ATIVIDADES PROPOSTAS:
[a] Transcreva a parte do texto sobre Assange que começa em "Por Conceição Oliveira" e termina em "reais: mulheres desempoderadas.".
[b] Apresente as linhas das entradas como uma tabela Markdown, sem as linhas em branco. Use duas colunas: Nº, com o número da linha, e Linha, com o conteúdo.
───── TRECHO SELECIONADO
Por Conceição Oliveira do Blog Maria Frô, twitter: @maria_fro
Qualquer feminista em sã consciência sabia que a prisão de Assange nada tinha a ver com a proteção das mulheres ou o combate da violência contra as mulheres. Este texto contundente de Naomi Wolf deixa bastante claro o uso político que Inglaterra e Suécia, a serviço dos Estados Unidos, fizeram da denúncia de ‘estupro’ por Assange para impedir o trabalho dos wikileaks. Ao mesmo tempo, denuncia como direitos humanos não significam nada para esses países quando as vítimas são reais: mulheres desempoderadas.
J’Accuse: Suécia, Inglaterra e a Interpol insultam as vítimas de violação de todo o mundo
Por: Naomi Wolf*, via Grupo Beatrice, Publicado originalmente, em inglês, pelo Huffington Post
Traduzido por Esquerda.net
24/12/ 2010
Como sei que o tratamento dado pela Interpol, Inglaterra e Suécia a Julian Assange é uma forma de fazer teatro? Porque sei o que acontece em acusações de violação contra homens que não “atrapalham” governos poderosos.
──────────
───── DADOS DO EXERCÍCIO
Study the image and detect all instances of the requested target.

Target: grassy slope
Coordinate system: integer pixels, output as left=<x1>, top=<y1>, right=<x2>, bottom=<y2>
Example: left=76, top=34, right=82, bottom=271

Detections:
──────────
RESPOSTAS DAS ATIVIDADES:
[a]
Por Conceição Oliveira do Blog Maria Frô, twitter: @maria_fro
Qualquer feminista em sã consciência sabia que a prisão de Assange nada tinha a ver com a proteção das mulheres ou o combate da violência contra as mulheres. Este texto contundente de Naomi Wolf deixa bastante claro o uso político que Inglaterra e Suécia, a serviço dos Estados Unidos, fizeram da denúncia de ‘estupro’ por Assange para impedir o trabalho dos wikileaks. Ao mesmo tempo, denuncia como direitos humanos não significam nada para esses países quando as vítimas são reais: mulheres desempoderadas.

[b]
| Nº | Linha |
|---|---|
| 1 | Study the image and detect all instances of the requested target. |
| 2 | Target: grassy slope |
| 3 | Coordinate system: integer pixels, output as left=<x1>, top=<y1>, right=<x2>, bottom=<y2> |
| 4 | Example: left=76, top=34, right=82, bottom=271 |
| 5 | Detections: |